━━━━━ Passage shown ━━━━━
North Carolina Lawyers Weekly Staff//May 30, 2025//
North Carolina Lawyers Weekly Staff//May 30, 2025//
The trial court’s findings of fact do not support its conclusion of law to deny the parenting coordinator and granting Rule 11 sanctions based on Mother’s filing the motion to appoint a parenting coordinator.
We vacated the order denying the appointment of a parenting coordinator and awarding sanctions under Rule 11 and remanded to the trial court.
Mother appealed from an order denying her motion to appoint a parenting coordinator and granting Father’s motion for sanctions against Mother. Mother first argued the trial court failed to make findings of fact required under N.C.G.S. § 50-91(b) in making its determination. The sole conclusion of law addressing the motion for appointment of parenting coordinator is “The Motion for Appointment of a Parenting Coordinator was filed in retaliation in bad faith,” but bad faith is the basis for the Rule 11 sanctions. Thus, the trial court both denied the motion for appointment of parenting coordinator and granted sanctions based upon Mother’s “bad faith” in filing her motion. The Order is therefore a hybrid of an order imposing Rule 11 sanctions and an order denying appointment of a parenting coordinator, but based on the trial court’s conclusion of law, it is predominantly an order ruling on Father’s motion for sanctions under Rule 11.
The trial court did not find, as Father’s motion for sanctions alleged, that in filing the Motion for appointment of parenting coordinator Mother or her counsel had failed to “comply with the rules,” intentionally deceived the Court, or “willfully falsif[ied] information on the Calendar Request.” Instead, the findings addressed only mother’s “bad faith.” There were also no findings indicating that Mother’s Motion for appointment of parenting coordinator was filed “to gain some temporary tactical advantage, to cause unnecessary expense or delay, or to advance some other improper motive.” The trial court’s order relied heavily on the use of the words in Mother’s motion that she “wishes to reciprocate” in response to Father’s motions for contempt against her. Although this was perhaps a poor choice of words for the motion, the Motion clearly states the factual and legal basis for appointment of parenting coordinator, and there was no real dispute about either. But the trial court’s order did not directly address the motion for parenting coordinator; it focused primarily on the motion for sanctions against Mother for filing the motion. The order did not include any findings or conclusion of law that the case is or is not a “high conflict” case or about the best interest of the child or how the ongoing conflict between the parties affects (or does not affect) the child. Instead, the trial court focused on the Rule 11 sanction issue and Mother’s motivation, or at least one element of her motivation, for filing the motion for parenting coordinator: that she filed the motion in response, or retaliation, to Father’s several pending motions, and the trial court’s conclusion of law supporting both sanctions and the denial of the motion for parenting coordinator was Mother’s “bad faith.”
━━━━━ Extracted material ━━━━━
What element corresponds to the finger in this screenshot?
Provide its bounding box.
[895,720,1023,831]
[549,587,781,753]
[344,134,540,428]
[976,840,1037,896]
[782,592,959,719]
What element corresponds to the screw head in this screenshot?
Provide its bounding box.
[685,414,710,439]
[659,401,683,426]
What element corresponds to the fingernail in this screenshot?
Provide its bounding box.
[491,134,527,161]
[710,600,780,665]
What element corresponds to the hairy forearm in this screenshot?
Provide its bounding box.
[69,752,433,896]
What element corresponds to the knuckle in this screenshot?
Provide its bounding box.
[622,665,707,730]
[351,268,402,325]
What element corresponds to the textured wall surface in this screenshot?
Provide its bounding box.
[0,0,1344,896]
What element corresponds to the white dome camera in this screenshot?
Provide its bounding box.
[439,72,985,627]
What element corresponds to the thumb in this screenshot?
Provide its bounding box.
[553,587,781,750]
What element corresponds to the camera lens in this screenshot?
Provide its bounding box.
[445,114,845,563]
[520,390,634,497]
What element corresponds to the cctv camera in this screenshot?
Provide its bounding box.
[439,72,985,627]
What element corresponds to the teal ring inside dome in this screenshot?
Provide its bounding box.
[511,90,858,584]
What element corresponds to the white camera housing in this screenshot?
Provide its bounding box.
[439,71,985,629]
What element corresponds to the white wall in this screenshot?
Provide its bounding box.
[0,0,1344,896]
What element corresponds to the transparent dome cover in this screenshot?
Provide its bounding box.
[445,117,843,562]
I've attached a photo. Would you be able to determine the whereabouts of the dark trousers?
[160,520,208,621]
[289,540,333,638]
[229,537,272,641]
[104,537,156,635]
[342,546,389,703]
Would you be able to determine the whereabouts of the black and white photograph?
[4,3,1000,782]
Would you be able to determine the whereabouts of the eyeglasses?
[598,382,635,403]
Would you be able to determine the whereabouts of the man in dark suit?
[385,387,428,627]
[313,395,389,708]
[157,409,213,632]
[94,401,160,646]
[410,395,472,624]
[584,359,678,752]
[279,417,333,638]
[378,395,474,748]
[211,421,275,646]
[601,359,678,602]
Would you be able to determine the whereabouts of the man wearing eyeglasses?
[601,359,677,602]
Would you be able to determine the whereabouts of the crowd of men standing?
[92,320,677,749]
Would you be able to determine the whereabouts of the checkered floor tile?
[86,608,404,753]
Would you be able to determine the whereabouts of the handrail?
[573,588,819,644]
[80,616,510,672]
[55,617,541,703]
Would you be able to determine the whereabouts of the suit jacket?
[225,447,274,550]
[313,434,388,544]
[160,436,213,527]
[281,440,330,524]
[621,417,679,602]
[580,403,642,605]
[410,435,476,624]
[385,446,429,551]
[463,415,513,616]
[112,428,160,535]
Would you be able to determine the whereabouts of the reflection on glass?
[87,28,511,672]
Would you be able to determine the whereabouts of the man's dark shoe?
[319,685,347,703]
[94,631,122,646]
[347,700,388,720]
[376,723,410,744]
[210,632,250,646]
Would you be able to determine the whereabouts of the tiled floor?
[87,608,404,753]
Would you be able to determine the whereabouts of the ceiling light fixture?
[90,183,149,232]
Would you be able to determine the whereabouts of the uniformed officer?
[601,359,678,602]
━━━━━
» **To-do list**
A. According to the case summary, what two rulings did Mother appeal from?
B. Continue the case summary, starting right after its final sentence.

» **The answers**
A. She appealed from an order that denied her motion to appoint a parenting coordinator and granted Father's motion for sanctions against her.

B.
The trial court found that although “parenting coordinators are able to assist in a lot of cases, the Court does not believe it will assist in this case, due to the primary source of conflict being the allegations of failure to follow the Order.” However, in many cases addressing the appointment of a parenting coordinator, the parties’ failures to follow orders or allegations of failures to follow orders create the “excessive litigation” that is part of the definition of a “high conflict” case. Holding a party in contempt may assist in resolving some of the conflict in a high conflict case, but if a mere contempt order were sufficient to quell years of conflict in “high conflict” cases, there would rarely be a basis for appointment of a parenting coordinator in any case. And in this case, prior contempt orders had not yet ended the conflict between the parties. Of more concern for the purposes of § 50-91, the trial court made no findings about the best interests of the child but simply denied the motion to appoint a parenting coordinator and sanctioned Mother for filing the motion, despite making findings about the conflicts between the parties. Finally, the trial court made no findings related to the parties’ financial abilities to pay for a parenting coordinator, although Mother stated at the hearing that she was willing and able to pay for the parenting coordinator.
The trial court made findings of fact, and these findings tend to support the appointment of a parenting coordinator, not the denial of the motion, and the trial court seemingly denied the motion as a part of the sanction under Rule 11. Finally, there was evidence presented by Mother at trial that she would be able to afford a parenting coordinator.
Vacated and remanded.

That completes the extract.